- _Passage to read_

Forest: FluxNet¶
Context¶
Purpose¶
Explore the FluxNet 2015 (Tier 1) dataset that is open and free for scientific use.
Sensor description¶
FLUXNET 2015 consists of eddy covariance flux data from several regional networks (FluxNet). The sensors record a number of local variables relating to atmospheric conditions, solar flux and soil moisture.
Highlights¶
A intake catalog is used to fetch the dataset from a public S3 bucket.
The fetched dataset contains some 340 sites mostly distributed across Temperate areas.
Key variables in carbon flux dynamics are visualised by IGBP land cover class.
Authors¶
Alejandro Coca-Castro, The Alan Turing Institute, @acocac
Note
The author acknowledges FLUXNET2015 researchers and Pyviz Topics contributors. Some code snippets were extracted from Pyviz’s Carbon Monitoring Project.
Install and load libraries¶
!pip -q install s3fs
import os
import dask
import numpy as np
import pandas as pd
import intake
import holoviews as hv
import hvplot.pandas
import geoviews.tile_sources as gts
from s3fs import S3FileSystem
import tempfile
pd.options.display.max_columns = 10
hv.extension('bokeh', width=100)
Fetch daily data and metadata¶
# create a temp dir
path = tempfile.mkdtemp()
catalog_file = os.path.join(path, 'catalog.yaml')

- _Entries provided_
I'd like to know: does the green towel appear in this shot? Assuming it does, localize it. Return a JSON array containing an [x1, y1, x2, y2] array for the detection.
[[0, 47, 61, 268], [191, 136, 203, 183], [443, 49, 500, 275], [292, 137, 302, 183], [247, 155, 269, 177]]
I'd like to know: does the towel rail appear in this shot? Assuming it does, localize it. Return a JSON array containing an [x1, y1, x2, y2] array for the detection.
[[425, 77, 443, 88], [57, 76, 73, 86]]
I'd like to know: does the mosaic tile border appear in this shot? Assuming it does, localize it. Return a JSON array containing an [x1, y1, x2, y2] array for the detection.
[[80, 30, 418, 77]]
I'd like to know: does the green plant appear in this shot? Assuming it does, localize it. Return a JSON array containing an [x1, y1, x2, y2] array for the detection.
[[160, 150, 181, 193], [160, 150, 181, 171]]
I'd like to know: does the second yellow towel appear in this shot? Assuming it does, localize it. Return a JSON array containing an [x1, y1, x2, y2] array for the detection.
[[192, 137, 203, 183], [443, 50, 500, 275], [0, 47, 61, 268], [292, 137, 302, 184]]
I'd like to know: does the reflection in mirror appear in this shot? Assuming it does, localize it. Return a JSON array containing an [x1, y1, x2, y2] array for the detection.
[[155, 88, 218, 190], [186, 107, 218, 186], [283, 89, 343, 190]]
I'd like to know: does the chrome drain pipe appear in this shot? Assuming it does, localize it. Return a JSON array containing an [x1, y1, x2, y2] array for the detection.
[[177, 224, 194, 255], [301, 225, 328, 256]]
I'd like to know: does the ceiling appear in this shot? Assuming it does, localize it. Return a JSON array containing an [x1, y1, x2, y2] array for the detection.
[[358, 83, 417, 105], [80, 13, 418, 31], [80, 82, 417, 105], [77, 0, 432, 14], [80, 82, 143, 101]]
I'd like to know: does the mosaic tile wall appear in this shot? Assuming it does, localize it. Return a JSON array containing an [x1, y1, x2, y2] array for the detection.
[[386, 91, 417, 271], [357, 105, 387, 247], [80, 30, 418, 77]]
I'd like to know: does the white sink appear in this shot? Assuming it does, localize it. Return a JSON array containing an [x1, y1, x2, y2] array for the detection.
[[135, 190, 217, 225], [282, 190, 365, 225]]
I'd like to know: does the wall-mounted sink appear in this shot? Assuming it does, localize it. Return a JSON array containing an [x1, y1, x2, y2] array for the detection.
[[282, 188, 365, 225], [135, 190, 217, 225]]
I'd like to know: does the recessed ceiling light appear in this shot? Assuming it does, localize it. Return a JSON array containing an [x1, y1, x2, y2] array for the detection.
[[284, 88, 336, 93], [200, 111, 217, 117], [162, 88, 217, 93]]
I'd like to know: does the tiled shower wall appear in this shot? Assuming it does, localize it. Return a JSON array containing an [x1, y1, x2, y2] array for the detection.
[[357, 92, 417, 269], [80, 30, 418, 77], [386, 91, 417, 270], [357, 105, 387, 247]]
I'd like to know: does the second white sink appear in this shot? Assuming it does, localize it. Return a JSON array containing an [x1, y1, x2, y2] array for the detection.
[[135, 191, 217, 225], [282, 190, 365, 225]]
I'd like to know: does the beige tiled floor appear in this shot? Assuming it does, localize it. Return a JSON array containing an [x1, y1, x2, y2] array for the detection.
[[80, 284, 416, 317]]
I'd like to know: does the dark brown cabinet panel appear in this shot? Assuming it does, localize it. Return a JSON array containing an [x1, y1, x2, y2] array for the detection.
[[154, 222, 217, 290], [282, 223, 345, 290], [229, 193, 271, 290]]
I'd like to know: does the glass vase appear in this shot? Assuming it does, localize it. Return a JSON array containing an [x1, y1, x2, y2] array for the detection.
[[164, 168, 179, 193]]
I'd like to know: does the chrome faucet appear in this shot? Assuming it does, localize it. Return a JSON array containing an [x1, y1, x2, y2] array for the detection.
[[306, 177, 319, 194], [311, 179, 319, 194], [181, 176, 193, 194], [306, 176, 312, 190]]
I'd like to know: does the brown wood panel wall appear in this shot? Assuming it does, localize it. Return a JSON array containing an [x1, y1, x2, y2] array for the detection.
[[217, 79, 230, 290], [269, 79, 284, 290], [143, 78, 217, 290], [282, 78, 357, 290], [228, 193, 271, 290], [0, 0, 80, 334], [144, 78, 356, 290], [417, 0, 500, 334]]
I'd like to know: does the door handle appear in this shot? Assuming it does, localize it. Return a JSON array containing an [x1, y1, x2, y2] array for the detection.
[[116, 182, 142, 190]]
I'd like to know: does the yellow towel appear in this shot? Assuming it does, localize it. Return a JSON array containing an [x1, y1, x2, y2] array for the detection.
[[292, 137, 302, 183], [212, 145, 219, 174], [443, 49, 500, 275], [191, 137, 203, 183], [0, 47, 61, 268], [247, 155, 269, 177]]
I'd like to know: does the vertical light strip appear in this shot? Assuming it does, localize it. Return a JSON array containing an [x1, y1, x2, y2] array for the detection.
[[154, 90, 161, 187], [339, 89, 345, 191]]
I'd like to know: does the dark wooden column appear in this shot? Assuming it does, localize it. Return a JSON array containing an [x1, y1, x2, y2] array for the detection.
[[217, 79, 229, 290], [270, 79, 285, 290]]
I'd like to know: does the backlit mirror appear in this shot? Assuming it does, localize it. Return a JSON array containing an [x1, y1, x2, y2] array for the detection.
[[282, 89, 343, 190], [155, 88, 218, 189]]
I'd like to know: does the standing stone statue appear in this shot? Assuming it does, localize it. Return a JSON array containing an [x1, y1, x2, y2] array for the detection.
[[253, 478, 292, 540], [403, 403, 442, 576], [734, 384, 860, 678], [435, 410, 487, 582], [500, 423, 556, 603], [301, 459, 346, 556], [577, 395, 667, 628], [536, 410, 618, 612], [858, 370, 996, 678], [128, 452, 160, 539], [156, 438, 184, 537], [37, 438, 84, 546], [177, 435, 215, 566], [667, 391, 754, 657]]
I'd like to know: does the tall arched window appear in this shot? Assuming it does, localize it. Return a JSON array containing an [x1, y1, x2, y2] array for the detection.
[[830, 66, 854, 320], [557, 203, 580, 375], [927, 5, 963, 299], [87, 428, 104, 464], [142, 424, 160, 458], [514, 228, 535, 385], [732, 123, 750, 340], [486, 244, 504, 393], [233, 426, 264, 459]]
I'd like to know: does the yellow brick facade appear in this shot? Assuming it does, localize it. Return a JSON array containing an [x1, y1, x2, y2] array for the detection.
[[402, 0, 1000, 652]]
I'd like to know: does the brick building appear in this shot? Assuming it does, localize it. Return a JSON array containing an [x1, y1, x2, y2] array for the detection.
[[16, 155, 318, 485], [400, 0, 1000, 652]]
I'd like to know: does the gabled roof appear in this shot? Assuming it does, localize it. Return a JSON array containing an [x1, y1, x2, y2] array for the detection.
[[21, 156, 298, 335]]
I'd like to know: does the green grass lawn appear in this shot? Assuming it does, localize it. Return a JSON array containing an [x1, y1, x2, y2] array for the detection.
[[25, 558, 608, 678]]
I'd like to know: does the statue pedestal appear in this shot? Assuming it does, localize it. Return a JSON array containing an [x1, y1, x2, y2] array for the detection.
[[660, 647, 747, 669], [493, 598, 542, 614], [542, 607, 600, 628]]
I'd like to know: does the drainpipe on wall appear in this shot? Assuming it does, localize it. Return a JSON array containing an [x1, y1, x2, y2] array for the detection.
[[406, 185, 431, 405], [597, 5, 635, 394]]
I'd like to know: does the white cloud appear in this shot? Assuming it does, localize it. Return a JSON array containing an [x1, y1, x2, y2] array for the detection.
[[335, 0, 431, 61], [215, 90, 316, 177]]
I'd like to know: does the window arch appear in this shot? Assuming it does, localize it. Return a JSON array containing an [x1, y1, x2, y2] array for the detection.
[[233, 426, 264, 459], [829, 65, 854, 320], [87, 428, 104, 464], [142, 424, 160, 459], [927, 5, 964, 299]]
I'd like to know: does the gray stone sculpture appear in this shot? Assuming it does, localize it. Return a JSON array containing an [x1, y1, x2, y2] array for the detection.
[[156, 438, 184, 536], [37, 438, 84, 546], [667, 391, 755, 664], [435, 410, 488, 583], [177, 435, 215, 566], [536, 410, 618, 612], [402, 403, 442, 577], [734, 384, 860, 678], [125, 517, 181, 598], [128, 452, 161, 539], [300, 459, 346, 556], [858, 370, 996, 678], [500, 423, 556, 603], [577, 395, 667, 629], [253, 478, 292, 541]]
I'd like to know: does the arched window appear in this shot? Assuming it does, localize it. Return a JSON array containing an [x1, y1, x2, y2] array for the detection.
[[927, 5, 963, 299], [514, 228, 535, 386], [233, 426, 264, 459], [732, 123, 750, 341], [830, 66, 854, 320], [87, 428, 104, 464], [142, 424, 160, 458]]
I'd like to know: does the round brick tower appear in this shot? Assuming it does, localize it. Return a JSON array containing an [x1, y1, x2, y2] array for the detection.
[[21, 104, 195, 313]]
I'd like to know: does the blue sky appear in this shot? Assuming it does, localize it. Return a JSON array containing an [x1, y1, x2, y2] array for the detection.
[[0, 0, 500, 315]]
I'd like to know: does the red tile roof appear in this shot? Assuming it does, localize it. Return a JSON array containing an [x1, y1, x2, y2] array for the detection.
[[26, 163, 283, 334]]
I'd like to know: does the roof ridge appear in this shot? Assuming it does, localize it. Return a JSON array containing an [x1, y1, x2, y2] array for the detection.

- _Tasks to carry out_
A) For the FluxNet page, say whether each statement agrees with it, and quote the deciding words: (i) The dataset is fetched from a public S3 bucket. (ii) Most of the roughly 340 sites are in tropical areas. (iii) Key carbon flux variables are visualized by IGBP land cover class.
B) Print the part of the FluxNet page that starts at the words "Forest: FluxNet¶" and ends after "Carbon Monitoring Project.".

- _Task answers_
A)
(i) Yes: "A intake catalog is used to fetch the dataset from a public S3 bucket."
(ii) No: "The fetched dataset contains some 340 sites mostly distributed across Temperate areas."
(iii) Yes: "Key variables in carbon flux dynamics are visualised by IGBP land cover class."

B)
Forest: FluxNet¶
Context¶
Purpose¶
Explore the FluxNet 2015 (Tier 1) dataset that is open and free for scientific use.
Sensor description¶
FLUXNET 2015 consists of eddy covariance flux data from several regional networks (FluxNet). The sensors record a number of local variables relating to atmospheric conditions, solar flux and soil moisture.
Highlights¶
A intake catalog is used to fetch the dataset from a public S3 bucket.
The fetched dataset contains some 340 sites mostly distributed across Temperate areas.
Key variables in carbon flux dynamics are visualised by IGBP land cover class.
Authors¶
Alejandro Coca-Castro, The Alan Turing Institute, @acocac
Note
The author acknowledges FLUXNET2015 researchers and Pyviz Topics contributors. Some code snippets were extracted from Pyviz’s Carbon Monitoring Project.